Select each line in the listing below that contains the word "puppy", and copy those lines.

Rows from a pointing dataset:
'''
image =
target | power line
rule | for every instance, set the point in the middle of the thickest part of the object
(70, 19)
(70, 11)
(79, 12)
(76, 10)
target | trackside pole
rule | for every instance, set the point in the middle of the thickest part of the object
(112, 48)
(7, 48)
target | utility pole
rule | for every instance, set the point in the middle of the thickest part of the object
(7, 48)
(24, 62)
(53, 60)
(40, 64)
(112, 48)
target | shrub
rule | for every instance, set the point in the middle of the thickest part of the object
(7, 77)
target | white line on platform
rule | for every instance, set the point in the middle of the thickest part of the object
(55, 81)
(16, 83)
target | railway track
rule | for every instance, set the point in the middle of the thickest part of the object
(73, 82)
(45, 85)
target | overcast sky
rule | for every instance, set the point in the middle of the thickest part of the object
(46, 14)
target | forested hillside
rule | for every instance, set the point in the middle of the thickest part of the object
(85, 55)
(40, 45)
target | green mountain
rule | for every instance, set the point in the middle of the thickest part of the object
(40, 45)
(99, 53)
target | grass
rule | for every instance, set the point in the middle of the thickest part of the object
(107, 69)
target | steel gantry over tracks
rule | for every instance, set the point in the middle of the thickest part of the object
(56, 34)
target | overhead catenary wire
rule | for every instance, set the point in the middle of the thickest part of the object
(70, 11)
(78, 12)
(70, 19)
'''
'''
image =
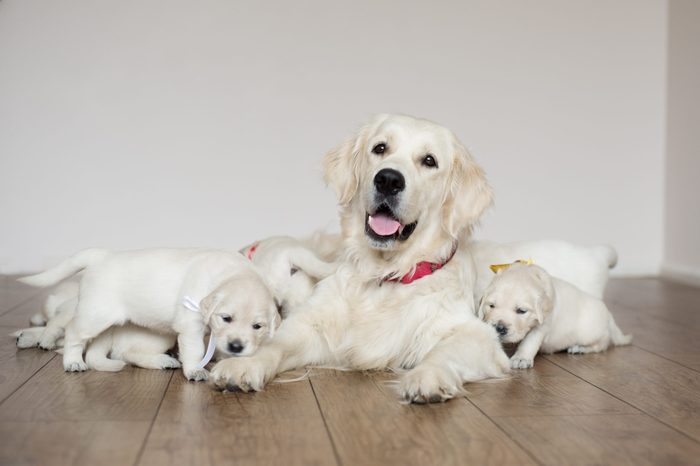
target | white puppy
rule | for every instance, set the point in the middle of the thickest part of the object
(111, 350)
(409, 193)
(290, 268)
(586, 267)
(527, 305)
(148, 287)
'''
'''
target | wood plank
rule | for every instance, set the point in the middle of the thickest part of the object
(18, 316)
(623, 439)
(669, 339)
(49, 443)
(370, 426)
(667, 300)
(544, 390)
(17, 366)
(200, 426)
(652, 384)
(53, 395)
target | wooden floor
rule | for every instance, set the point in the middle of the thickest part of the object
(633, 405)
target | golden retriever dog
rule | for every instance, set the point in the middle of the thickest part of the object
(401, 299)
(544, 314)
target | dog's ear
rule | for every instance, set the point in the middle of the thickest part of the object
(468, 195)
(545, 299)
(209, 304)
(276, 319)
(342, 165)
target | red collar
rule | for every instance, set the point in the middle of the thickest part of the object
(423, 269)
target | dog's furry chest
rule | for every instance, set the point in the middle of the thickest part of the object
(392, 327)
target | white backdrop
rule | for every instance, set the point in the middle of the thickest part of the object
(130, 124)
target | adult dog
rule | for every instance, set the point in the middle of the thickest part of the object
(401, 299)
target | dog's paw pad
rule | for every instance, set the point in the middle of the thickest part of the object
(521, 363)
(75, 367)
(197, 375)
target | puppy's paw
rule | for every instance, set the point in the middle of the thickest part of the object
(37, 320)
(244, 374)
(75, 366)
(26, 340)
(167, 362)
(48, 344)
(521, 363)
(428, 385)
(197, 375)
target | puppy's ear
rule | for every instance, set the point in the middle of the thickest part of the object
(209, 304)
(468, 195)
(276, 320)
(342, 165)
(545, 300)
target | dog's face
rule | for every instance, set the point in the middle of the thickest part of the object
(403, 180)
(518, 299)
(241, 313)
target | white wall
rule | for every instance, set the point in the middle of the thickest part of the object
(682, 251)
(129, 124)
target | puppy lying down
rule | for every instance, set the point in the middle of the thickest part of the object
'''
> _The completed task_
target | white puppy
target | puppy's paw
target | puppy's ear
target | puppy lying down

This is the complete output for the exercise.